## Document text
################
# Palmdale CA- male sable needs rescue



## Chicagocanine (Aug 7, 2008)

I got this on Facebook from a GSD rescue group, they can't help so were looking for someone who could. They said the local GSD rescues already know about him.

Link: http://www.facebook.com/photo.php?f...3403897771.165901.148051962771&type=1&theater

Info:
"Palmdale, CA - we are FULL and cannot help this kiddo. His owner died and he will be taken to shelter soon. He's currently living alone in a backyard. Please share him, maybe someone out there can help him. 
Contact is: [email protected]
Anyone who needs more info on this kiddo or can help - PLEASE email: [email protected] directly"


----------



## Neo93 (Apr 25, 2011)

Gorgeous boy!


----------



## Ronda (Aug 23, 2010)

I've emailed twice that I could help at least with fostering but no response.  Hope this means he is safe already. Poor dog.


----------



## Floppy (Feb 26, 2011)

oh wow so handsome! Hope he's safe


----------



## JeanKBBMMMAAN (May 11, 2005)

WOW - he looks like Jakoda's Masi!


----------



## JakodaCD OA (May 14, 2000)
################
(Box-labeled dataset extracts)
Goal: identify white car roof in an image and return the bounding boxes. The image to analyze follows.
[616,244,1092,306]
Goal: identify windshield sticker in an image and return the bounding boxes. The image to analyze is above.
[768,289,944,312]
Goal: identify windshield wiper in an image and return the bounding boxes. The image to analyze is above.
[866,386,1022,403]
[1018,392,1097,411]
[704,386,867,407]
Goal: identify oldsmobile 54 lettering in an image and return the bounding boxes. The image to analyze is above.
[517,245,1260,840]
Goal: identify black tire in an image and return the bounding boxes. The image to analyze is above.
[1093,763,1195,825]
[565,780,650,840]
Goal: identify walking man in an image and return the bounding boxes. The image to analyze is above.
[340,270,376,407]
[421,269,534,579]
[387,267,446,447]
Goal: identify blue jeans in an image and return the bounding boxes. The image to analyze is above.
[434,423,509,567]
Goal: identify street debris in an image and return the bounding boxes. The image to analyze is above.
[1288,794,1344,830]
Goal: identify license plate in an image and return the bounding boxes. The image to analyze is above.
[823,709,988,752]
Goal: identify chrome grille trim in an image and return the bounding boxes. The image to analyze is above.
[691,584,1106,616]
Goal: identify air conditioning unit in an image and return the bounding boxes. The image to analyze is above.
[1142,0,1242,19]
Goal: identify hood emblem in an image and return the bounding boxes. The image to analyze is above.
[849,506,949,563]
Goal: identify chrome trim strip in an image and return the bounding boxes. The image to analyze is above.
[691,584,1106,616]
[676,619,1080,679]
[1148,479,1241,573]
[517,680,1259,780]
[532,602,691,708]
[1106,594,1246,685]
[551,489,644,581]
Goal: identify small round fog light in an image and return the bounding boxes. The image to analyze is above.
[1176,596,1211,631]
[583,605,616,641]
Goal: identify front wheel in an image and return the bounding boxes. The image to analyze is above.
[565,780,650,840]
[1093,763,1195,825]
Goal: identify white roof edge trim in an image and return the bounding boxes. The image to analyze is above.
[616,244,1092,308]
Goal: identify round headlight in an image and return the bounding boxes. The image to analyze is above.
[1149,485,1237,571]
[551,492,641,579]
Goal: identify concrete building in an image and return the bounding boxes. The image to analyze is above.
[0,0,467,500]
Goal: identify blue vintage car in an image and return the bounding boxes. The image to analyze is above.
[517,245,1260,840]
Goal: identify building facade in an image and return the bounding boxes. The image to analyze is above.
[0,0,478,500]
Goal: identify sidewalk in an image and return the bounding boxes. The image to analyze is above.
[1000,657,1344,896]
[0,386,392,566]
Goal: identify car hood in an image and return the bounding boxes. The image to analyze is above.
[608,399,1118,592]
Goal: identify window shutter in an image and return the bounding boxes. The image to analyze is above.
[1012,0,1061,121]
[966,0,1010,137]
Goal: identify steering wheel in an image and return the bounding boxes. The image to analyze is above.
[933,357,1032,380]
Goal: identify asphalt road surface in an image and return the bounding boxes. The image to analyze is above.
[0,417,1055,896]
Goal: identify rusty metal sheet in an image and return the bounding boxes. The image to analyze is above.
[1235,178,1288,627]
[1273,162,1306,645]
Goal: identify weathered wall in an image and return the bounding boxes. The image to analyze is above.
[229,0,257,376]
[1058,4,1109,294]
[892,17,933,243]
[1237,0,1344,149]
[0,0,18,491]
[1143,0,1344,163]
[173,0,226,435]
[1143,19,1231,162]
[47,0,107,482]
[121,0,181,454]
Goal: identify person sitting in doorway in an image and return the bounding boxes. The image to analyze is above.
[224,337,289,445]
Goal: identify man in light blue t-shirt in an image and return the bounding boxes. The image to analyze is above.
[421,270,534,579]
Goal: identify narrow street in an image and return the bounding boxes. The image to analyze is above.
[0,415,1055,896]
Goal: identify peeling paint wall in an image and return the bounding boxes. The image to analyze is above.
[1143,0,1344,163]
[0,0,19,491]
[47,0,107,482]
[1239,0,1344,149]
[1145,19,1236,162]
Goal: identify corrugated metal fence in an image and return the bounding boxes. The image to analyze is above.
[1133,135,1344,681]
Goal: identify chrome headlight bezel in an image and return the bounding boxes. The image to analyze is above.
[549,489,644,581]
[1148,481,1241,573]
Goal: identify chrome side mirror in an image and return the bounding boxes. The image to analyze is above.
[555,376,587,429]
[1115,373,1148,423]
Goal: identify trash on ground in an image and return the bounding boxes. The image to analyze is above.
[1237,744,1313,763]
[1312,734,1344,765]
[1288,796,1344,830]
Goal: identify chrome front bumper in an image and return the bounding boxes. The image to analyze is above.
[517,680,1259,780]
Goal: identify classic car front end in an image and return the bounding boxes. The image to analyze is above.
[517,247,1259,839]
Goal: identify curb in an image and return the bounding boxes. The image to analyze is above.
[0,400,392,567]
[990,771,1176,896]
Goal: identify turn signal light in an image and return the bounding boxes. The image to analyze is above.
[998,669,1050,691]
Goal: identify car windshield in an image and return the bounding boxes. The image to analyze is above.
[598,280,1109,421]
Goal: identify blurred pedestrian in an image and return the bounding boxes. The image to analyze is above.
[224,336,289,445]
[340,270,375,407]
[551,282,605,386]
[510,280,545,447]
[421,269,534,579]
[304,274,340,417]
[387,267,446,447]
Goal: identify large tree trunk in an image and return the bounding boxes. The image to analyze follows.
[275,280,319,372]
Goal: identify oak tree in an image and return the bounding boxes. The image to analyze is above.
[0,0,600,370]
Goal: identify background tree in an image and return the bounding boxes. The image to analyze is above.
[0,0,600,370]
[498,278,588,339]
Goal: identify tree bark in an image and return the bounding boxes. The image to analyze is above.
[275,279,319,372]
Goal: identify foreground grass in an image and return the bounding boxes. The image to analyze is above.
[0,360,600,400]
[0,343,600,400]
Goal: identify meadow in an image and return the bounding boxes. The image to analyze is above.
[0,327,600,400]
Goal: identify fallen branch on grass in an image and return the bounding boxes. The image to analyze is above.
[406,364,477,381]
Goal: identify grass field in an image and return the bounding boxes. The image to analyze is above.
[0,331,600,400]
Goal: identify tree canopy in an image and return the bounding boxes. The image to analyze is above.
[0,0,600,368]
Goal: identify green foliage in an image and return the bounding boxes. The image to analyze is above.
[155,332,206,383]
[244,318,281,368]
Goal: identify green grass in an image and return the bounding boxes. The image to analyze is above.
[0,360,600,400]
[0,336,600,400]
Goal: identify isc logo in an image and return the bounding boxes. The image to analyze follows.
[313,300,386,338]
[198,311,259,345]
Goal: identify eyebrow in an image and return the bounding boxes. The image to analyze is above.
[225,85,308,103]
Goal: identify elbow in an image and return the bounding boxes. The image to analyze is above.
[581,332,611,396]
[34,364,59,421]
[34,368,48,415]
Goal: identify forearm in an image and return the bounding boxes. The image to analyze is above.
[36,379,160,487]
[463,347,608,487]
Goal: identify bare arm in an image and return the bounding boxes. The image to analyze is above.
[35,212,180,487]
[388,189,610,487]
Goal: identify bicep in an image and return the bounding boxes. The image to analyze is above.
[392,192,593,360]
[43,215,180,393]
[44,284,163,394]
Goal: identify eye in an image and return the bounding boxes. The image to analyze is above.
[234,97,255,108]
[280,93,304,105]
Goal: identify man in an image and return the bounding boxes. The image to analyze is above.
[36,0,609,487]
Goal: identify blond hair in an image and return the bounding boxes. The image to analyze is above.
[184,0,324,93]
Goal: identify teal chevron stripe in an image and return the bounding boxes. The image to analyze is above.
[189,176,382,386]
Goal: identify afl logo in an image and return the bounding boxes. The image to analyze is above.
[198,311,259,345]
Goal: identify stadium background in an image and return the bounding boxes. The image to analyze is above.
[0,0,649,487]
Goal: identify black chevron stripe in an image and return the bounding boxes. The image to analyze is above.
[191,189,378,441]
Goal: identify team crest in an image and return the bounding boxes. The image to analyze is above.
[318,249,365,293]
################
## To do
Write out the forum thread word for word, covering everything from "Contact is: [email protected]" down to "(Apr 25, 2011)".

## The response
Contact is: [email protected]
Anyone who needs more info on this kiddo or can help - PLEASE email: [email protected] directly"


----------



## Neo93 (Apr 25, 2011)